== What is being asked ==
Please present the data as a Markdown table with the columns Row and Text, starting at the beginning of the data and ending with the line that contains "113, 155, 165, 300", both included. Number each line, skip blank lines, and leave out the pictures.

== The input ==
####################

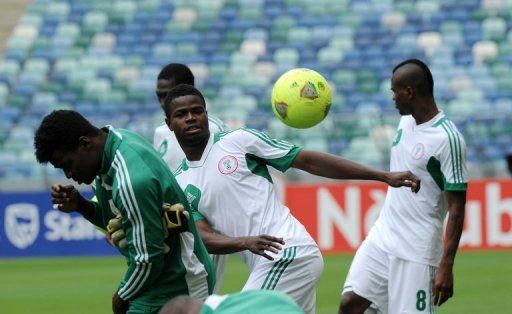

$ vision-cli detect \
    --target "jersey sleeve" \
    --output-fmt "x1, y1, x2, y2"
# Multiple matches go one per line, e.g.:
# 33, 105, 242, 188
438, 121, 468, 191
233, 128, 301, 172
113, 155, 165, 300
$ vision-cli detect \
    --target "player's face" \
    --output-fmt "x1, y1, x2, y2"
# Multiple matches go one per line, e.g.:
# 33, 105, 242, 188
155, 79, 176, 110
391, 75, 412, 116
166, 95, 210, 145
50, 139, 99, 184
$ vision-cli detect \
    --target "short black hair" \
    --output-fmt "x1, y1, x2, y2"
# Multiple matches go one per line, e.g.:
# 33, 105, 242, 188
34, 110, 100, 163
164, 84, 206, 117
393, 59, 434, 96
158, 63, 195, 86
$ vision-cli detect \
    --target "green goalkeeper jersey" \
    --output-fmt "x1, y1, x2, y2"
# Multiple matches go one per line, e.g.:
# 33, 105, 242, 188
84, 127, 215, 306
199, 290, 304, 314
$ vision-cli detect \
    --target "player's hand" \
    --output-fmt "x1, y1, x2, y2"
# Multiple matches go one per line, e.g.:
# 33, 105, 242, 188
244, 234, 284, 261
51, 184, 82, 213
107, 215, 127, 249
386, 171, 421, 193
162, 203, 190, 234
432, 264, 453, 306
112, 291, 130, 314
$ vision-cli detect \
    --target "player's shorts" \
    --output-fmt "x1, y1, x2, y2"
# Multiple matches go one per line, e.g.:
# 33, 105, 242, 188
242, 245, 324, 314
343, 241, 437, 313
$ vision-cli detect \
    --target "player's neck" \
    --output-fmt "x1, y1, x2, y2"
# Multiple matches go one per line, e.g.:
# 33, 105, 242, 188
412, 99, 439, 125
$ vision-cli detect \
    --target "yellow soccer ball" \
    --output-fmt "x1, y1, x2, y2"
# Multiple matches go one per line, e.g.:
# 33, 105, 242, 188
272, 68, 332, 129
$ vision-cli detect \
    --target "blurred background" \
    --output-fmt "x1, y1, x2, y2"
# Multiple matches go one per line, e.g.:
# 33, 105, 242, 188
0, 0, 512, 313
0, 0, 512, 190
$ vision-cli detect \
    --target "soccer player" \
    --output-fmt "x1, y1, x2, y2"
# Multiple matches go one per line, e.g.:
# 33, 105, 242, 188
153, 63, 227, 172
34, 110, 215, 313
340, 59, 467, 314
165, 85, 419, 313
158, 290, 304, 314
153, 63, 227, 292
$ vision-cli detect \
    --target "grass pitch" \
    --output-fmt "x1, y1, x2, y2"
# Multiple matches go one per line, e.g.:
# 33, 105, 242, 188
0, 251, 512, 314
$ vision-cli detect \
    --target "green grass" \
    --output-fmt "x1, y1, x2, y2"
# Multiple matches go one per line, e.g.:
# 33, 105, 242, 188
0, 251, 512, 314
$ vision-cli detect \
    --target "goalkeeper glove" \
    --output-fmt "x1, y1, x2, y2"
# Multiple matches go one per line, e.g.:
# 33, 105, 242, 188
162, 203, 190, 234
107, 215, 127, 249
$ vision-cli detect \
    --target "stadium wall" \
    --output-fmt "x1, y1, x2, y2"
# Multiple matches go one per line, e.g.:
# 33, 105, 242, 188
0, 180, 512, 257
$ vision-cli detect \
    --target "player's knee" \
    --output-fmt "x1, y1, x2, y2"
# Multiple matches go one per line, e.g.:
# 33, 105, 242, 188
338, 291, 370, 314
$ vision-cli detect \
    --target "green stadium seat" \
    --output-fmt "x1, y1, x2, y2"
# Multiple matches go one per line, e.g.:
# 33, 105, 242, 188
288, 27, 312, 44
82, 11, 108, 34
274, 48, 299, 67
55, 23, 80, 38
23, 59, 50, 75
415, 0, 440, 18
20, 13, 43, 28
317, 47, 343, 66
472, 40, 499, 64
0, 59, 21, 80
45, 1, 71, 21
7, 36, 34, 51
380, 11, 407, 31
482, 17, 507, 41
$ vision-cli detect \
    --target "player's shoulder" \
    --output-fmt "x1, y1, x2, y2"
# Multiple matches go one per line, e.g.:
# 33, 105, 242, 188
208, 114, 228, 133
431, 115, 465, 147
155, 123, 172, 138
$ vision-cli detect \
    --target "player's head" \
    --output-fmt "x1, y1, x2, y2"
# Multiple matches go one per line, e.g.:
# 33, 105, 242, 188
34, 110, 103, 184
156, 63, 194, 109
164, 84, 210, 145
158, 295, 203, 314
391, 59, 434, 115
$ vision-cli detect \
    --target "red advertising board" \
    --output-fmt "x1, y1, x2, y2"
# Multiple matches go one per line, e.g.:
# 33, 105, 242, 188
285, 180, 512, 252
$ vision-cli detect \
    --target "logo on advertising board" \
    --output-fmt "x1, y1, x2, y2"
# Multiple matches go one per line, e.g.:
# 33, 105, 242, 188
4, 203, 39, 249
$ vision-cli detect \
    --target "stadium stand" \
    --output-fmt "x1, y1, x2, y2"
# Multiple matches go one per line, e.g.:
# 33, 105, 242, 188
0, 0, 512, 188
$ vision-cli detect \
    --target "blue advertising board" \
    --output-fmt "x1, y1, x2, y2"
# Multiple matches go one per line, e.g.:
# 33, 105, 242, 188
0, 191, 117, 258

####################

== The result ==
| Row | Text |
|---|---|
| 1 | $ vision-cli detect \ |
| 2 |     --target "jersey sleeve" \ |
| 3 |     --output-fmt "x1, y1, x2, y2" |
| 4 | # Multiple matches go one per line, e.g.: |
| 5 | # 33, 105, 242, 188 |
| 6 | 438, 121, 468, 191 |
| 7 | 233, 128, 301, 172 |
| 8 | 113, 155, 165, 300 |